__EXERCISE__: Repeat the records from their start through the line holding "(1378, 549)", inclusive, with every "keypoint" swapped for "marker" and nothing else changed.

--- Begin RECORDS SHOWN ---

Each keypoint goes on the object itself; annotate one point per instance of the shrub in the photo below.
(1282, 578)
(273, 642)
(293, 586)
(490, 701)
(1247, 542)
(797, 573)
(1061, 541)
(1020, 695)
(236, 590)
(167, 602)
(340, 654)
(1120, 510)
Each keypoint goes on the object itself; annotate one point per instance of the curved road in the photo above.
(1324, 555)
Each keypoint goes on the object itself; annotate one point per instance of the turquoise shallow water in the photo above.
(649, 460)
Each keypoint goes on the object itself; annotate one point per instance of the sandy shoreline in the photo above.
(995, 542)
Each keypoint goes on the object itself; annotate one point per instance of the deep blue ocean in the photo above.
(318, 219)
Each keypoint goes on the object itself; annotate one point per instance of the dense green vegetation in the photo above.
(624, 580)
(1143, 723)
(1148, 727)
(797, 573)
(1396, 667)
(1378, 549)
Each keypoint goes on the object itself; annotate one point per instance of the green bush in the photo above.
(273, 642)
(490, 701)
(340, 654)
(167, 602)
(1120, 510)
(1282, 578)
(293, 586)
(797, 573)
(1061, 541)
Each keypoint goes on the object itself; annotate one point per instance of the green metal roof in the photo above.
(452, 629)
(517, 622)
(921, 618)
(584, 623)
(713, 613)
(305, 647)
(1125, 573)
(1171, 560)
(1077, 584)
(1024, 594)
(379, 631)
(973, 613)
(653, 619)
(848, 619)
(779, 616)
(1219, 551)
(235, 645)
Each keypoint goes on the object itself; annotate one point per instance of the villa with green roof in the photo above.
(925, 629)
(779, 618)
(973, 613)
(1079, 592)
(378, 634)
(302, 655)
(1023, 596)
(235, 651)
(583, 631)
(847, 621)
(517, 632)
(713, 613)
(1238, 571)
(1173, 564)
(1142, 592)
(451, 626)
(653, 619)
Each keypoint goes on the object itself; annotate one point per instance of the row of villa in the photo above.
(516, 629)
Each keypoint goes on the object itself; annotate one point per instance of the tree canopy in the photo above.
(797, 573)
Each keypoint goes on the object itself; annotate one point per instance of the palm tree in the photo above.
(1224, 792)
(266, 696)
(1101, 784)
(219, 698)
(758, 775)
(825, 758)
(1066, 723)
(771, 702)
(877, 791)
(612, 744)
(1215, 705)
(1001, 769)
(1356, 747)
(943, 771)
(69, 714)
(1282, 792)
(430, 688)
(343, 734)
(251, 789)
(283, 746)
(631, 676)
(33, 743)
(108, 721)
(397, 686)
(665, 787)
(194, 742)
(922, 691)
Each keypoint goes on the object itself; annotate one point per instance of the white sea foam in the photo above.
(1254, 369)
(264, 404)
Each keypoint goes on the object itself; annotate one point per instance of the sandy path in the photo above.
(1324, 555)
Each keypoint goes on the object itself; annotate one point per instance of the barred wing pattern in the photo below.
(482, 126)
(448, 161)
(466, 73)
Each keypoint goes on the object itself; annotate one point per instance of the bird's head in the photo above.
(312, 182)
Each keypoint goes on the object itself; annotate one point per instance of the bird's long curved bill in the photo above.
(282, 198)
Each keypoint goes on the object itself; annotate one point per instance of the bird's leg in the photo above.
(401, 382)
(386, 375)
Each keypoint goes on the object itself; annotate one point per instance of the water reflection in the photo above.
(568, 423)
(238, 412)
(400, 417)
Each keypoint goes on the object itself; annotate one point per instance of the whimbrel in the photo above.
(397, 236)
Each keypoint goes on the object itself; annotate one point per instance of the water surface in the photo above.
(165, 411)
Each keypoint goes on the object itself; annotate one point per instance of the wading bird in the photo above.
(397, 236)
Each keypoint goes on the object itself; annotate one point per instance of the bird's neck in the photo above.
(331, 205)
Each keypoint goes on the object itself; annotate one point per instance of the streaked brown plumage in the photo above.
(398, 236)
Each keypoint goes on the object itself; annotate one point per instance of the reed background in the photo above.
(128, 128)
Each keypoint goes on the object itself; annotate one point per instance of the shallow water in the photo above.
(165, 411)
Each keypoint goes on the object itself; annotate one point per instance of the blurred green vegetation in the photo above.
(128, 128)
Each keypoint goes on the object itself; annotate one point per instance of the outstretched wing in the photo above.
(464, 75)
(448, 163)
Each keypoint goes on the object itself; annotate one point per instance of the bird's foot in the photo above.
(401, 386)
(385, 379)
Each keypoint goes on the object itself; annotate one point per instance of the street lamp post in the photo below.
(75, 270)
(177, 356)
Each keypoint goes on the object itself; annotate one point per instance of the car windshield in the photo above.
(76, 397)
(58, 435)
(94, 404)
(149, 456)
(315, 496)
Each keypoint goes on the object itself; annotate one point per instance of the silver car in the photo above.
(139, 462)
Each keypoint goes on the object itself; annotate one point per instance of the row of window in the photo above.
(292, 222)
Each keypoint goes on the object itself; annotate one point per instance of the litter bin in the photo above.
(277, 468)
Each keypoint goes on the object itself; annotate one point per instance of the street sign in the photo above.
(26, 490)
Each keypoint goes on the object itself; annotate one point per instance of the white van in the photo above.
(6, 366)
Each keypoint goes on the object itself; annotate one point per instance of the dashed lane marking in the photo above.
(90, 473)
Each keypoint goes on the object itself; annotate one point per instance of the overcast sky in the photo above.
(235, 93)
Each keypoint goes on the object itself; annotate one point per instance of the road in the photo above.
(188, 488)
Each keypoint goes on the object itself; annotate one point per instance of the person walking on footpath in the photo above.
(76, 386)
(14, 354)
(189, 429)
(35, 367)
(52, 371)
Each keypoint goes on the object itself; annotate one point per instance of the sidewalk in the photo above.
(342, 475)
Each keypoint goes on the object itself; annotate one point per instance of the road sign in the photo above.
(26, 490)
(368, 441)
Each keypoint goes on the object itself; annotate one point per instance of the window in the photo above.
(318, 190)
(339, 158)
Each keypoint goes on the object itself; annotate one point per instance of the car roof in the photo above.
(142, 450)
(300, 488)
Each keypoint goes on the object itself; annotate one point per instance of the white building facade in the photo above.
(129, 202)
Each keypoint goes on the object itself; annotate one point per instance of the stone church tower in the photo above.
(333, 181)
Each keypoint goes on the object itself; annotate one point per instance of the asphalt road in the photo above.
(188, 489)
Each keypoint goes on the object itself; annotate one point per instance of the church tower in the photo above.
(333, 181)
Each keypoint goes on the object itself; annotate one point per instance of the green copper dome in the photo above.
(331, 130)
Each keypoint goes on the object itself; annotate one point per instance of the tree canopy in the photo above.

--- End RECORDS SHOWN ---

__EXERCISE OUTPUT__:
Each marker goes on the object itself; annotate one point per instance of the shrub in the photo below.
(1282, 578)
(273, 642)
(293, 586)
(490, 701)
(1247, 542)
(797, 573)
(1061, 541)
(1020, 695)
(236, 590)
(167, 602)
(340, 654)
(1120, 510)
Each marker goes on the object itself; annotate one point per instance of the curved road in the photo above.
(1324, 555)
Each marker goes on the object itself; annotate one point per instance of the turquoise shallow water in the photo above.
(649, 460)
Each marker goes on the object itself; annotate one point per instance of the sandy shoreline in the photo above.
(995, 542)
Each marker goes on the object itself; annotate one point per instance of the deep blue ocean in the photo above.
(318, 219)
Each marker goes on the object itself; annotate one point per instance of the dense green vegetation in the photo above.
(624, 580)
(1143, 723)
(1148, 727)
(797, 573)
(1396, 667)
(1378, 549)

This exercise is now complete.